**REQUIRED TASK**:
The listing below is to be output in its exact form.
++++ RAW DATA
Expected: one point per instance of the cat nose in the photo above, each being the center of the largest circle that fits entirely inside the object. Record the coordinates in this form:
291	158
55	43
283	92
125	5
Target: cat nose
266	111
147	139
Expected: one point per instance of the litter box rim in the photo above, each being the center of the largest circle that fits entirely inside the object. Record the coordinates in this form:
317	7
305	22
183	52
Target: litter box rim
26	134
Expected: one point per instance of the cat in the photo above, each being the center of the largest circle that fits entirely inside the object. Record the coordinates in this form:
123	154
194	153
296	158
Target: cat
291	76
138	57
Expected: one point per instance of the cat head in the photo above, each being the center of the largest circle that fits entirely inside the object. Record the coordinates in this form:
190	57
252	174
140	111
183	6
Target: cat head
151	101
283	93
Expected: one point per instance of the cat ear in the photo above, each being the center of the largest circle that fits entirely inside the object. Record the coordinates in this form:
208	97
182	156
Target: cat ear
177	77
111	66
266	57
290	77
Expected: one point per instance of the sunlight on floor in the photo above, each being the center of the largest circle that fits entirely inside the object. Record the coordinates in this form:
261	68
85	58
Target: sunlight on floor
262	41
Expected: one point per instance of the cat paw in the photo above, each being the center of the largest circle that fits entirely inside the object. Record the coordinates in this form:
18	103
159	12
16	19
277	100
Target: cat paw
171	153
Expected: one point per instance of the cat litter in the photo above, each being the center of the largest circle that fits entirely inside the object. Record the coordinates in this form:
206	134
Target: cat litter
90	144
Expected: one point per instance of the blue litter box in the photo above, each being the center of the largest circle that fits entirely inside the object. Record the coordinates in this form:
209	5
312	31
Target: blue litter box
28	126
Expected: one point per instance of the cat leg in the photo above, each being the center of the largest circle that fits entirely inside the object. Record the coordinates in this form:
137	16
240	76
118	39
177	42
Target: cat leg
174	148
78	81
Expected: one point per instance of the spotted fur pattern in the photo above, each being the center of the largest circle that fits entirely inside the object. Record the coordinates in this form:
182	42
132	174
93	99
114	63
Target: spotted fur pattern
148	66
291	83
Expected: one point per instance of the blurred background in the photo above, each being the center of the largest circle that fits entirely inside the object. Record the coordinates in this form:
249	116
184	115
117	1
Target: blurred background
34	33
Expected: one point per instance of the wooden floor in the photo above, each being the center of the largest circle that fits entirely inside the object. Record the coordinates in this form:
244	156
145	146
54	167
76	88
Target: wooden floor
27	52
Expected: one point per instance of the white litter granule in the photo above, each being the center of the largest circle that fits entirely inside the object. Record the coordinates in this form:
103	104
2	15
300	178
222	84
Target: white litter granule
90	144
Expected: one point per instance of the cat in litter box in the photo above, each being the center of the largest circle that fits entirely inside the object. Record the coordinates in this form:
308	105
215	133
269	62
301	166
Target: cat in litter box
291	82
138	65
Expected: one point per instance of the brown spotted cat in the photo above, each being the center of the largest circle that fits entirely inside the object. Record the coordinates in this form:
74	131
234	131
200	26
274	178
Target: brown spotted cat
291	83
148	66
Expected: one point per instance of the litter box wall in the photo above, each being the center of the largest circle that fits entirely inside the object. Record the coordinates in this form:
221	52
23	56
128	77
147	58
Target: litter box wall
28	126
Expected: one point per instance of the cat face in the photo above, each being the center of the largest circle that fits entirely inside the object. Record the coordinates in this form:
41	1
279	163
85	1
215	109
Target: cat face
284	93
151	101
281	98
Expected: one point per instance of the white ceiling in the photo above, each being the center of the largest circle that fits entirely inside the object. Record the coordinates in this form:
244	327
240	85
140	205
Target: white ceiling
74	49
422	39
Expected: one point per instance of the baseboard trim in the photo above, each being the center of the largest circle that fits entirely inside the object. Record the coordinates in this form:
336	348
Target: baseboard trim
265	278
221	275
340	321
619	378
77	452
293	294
++++++++
**SOLUTION FOR THIS EXERCISE**:
Expected: one point per instance of the cat nose in the photo above, each being the center of the largest circle that fits entirely inside the object. Record the coordinates in this form:
291	158
55	43
283	92
125	5
Target: cat nose
266	111
147	139
Expected: one point per instance of the litter box rim in the photo above, each being the center of the largest circle that fits entirely inside the object. Record the coordinates in this form:
317	7
305	22
183	52
Target: litter box rim
26	134
Expected: one point per instance of the cat in the photo above, each being the center of the largest circle that fits entirely inside the object. Record the coordinates in this form:
123	154
194	153
296	158
Target: cat
291	76
138	57
Expected: one point per instance of the cat head in the photo above, each being the center of the largest circle that fits entirely inside the object. Record the coordinates in this form:
190	57
252	174
140	111
183	6
Target: cat head
151	101
283	93
Expected: one point per instance of the cat ear in the photo above, each being the center of the largest circle that fits entirely inside the object. Record the coordinates in this form:
208	97
182	156
Target: cat ear
177	77
111	66
266	57
290	77
Expected: one point per instance of the sunlight on floor in the photo above, each being the center of the largest circle that fits entirely inside the object. Record the coordinates in this form:
261	68
85	58
Target: sunlight on floor
262	41
Expected: one point per instance of the cat paw in the photo above, each being the center of the largest circle that fits entirely inside the object. Record the coordinates in this form:
18	103
159	12
16	19
277	100
Target: cat paw
171	153
Expected: one point per instance of the cat litter in the photo above, each being the center of the largest circle that fits entirely inside the object. Record the coordinates in this form:
206	134
Target: cat litter
90	144
Expected: one point per instance of the blue litter box in the photo above, each being the center of the largest circle that fits entirely inside the object. Record the coordinates in this form:
209	5
312	31
Target: blue litter box
28	126
Expected: one point per instance of the cat leg in the photo above, each being the center of the largest circle that fits entirely inside the object. Record the coordinates in this form:
137	16
240	76
118	39
177	42
Target: cat leg
174	148
78	81
Expected: one point per instance of the spotted fur pattern in the photo above, each being the center of the largest circle that fits entirely inside the object. Record the coordinates in this form:
182	42
132	174
93	99
114	63
Target: spotted fur pattern
148	66
291	83
Expected: one point per instance of the blurred background in the photo above, each being the center of the largest circle that fits entirely inside the object. Record the coordinates in this form:
249	116
184	115
117	1
Target: blurred background
34	33
Expected: one point per instance of the wooden floor in the photo above, each being the center of the largest circle that fits entirely inside the object. Record the coordinates in this form:
244	156
145	146
54	167
76	88
Target: wooden floor
27	52
Expected: one point per instance of the white litter granule in the photo above, each being the center of the largest circle that fits entirely inside the object. Record the coordinates in this form:
103	104
2	15
300	178
222	84
Target: white litter granule
90	144
Expected: one point per instance of the cat in litter box in the photo above, each being the center of the largest circle that fits entirely inside the object. Record the coordinates in this form:
308	105
215	133
269	62
301	166
Target: cat in litter box
291	82
138	65
Expected: one point per instance of the brown spotted cat in the photo above, each being the center of the largest circle that fits entirely inside the object. Record the coordinates in this form:
74	131
234	131
200	26
274	178
Target: brown spotted cat
291	83
148	66
Expected: one point per instance of the litter box wall in the photo above, each being the center of the largest circle that fits entirely inside the object. Record the coordinates in this form:
221	52
23	56
128	77
147	58
Target: litter box wall
28	126
Expected: one point per instance of the cat face in the photo above, each being the center of the largest circle that fits entirely inside the object. Record the coordinates in this form:
41	1
279	163
85	1
215	109
Target: cat face
284	93
151	101
281	98
Expected: one point per instance of the white ceiling in the photo above, each being the center of the largest circle that fits entirely inside the object. Record the coordinates in this form:
244	327
240	85
140	205
Target: white ceiling
74	49
422	39
Expected: one point per instance of the baseboard trim in the photo above, each being the center of the largest circle that fits entirely inside the object. Record the coordinates in this form:
336	348
Target: baseboard trim
265	278
221	275
340	321
619	378
77	452
293	294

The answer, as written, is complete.